WORK REQUIRED:
Pick out every line in the records below that contains the word "orange", and copy each one.

----------

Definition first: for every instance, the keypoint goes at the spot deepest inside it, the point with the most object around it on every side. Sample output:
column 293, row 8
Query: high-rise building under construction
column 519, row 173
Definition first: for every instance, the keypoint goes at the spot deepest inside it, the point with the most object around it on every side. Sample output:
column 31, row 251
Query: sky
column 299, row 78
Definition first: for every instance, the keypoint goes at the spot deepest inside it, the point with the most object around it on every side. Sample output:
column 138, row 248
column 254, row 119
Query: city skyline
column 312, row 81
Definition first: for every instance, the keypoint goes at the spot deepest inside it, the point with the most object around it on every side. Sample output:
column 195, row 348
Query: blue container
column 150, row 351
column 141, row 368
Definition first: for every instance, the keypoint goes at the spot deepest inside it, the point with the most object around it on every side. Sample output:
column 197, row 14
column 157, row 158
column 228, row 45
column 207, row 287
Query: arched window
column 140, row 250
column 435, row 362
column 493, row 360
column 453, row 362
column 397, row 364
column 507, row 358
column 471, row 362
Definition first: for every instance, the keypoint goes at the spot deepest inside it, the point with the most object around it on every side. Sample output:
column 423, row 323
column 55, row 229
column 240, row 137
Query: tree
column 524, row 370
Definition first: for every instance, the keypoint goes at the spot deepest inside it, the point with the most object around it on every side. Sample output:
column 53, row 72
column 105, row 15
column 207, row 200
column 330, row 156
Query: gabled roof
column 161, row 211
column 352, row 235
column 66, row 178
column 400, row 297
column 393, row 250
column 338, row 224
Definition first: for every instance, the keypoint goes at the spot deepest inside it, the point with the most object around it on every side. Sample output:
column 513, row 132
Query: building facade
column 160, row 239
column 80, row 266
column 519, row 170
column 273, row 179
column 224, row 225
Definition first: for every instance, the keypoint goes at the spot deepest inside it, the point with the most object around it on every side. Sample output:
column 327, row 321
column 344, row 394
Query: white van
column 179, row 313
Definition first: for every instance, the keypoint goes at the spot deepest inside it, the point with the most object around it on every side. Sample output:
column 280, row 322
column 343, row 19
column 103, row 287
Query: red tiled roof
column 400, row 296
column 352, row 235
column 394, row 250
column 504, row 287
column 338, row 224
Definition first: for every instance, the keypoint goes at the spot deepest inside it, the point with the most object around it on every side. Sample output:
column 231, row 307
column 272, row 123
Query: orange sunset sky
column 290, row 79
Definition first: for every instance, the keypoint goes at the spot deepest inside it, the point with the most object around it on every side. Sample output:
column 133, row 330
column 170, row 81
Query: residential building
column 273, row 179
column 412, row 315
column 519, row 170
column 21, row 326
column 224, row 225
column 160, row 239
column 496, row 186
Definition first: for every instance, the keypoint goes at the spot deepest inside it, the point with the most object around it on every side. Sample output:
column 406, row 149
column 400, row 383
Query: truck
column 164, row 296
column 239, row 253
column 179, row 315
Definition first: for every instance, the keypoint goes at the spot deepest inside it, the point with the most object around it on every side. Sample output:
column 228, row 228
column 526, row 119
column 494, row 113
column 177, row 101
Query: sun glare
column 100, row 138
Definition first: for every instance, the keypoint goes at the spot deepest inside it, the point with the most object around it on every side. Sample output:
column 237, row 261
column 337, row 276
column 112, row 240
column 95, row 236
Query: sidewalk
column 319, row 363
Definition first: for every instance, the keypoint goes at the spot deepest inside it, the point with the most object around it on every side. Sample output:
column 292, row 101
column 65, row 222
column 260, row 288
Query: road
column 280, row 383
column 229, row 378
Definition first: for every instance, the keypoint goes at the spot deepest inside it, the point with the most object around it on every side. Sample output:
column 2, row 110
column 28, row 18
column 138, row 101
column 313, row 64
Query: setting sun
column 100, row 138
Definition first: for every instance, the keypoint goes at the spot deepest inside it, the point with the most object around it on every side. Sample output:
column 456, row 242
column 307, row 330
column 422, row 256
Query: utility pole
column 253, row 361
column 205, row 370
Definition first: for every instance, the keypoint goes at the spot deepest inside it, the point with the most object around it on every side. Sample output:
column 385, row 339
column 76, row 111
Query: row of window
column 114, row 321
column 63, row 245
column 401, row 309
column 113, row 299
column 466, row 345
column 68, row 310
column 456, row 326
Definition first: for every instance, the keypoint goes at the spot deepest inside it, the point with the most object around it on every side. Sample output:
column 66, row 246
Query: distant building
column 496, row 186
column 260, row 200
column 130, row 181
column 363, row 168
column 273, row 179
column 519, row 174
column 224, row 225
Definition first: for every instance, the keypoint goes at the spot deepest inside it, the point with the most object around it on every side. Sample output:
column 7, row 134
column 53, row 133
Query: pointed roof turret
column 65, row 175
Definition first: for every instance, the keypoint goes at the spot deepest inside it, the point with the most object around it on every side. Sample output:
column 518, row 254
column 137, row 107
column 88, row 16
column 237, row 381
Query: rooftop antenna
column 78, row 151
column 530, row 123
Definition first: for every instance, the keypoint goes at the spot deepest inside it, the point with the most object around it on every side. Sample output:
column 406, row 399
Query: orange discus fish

----------

WRITTEN REPLY:
Query: orange sunset sky
Query: orange discus fish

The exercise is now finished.